# How to make a zip file



## Yvon (Nov 15, 2020)

Hi, I’m currently doing an on-line photography course and soon I will need to to send my final piece photos via a zip file/folder.  I have a Mac desktop computer.  I have been able to to make a folder for the pictures in Lightroom Saved Pictures (which I’ve accessed by clicking ‘export’).  I’m unsure as what to do next, can any one advise please?  I hope that I’m making sense


----------



## Paul McFarlane (Nov 15, 2020)

So, you have the photos downloaded now to your local computer? Depending on the size, you may be able to select them, right-click and compress then email. However, if too big fir email, then we often use WeTransfer (it's free and you simply upload to it and the recipient gets a download link).


----------



## Paul_DS256 (Nov 15, 2020)

Yvon said:


> I’m unsure as what to do next


I'd suggest understanding the file requirements. It is likely that it will be a specific file format, dimensions and/or file size that is accepted. I would also look for instructions on email/uploading since your institution would have dealt with this many times. 

MACOS can zip files/folders. See here.
-=-=-=-=-
* THE EXERCISE:
Could you pull the passage of the zip file thread between "# How to make" and "McFarlane (Nov 15, 2020)", inclusive, word for word?
-=-=-=-=-
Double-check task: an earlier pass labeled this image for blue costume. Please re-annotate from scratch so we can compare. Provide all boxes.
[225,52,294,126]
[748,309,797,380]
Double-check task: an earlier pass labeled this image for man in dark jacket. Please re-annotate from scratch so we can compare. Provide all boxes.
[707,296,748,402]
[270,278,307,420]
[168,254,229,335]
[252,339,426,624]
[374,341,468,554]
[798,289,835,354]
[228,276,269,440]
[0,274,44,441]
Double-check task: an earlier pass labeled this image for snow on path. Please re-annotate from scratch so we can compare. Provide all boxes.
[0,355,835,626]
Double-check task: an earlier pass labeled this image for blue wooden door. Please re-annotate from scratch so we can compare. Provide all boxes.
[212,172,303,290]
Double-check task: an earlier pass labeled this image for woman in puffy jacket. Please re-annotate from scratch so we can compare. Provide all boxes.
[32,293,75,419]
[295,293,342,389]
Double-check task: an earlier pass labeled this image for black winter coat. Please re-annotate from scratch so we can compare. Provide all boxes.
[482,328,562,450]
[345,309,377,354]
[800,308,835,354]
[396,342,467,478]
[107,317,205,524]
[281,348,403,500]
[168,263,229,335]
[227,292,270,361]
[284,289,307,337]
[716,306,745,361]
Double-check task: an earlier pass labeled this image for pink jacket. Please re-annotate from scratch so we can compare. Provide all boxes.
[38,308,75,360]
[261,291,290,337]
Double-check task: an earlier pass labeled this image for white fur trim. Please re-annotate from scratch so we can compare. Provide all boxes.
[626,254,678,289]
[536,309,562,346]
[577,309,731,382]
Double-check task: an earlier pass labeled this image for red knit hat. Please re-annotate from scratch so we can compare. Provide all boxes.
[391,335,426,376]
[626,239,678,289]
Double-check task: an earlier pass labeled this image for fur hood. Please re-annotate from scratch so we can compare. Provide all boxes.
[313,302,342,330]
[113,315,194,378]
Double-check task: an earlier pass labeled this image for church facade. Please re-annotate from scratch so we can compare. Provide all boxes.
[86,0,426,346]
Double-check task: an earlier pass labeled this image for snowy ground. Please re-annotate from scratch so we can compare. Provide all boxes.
-=-=-=-=-
* EXERCISE OUTPUT:
# How to make a zip file



## Yvon (Nov 15, 2020)

Hi, I’m currently doing an on-line photography course and soon I will need to to send my final piece photos via a zip file/folder.  I have a Mac desktop computer.  I have been able to to make a folder for the pictures in Lightroom Saved Pictures (which I’ve accessed by clicking ‘export’).  I’m unsure as what to do next, can any one advise please?  I hope that I’m making sense


----------



## Paul McFarlane (Nov 15, 2020)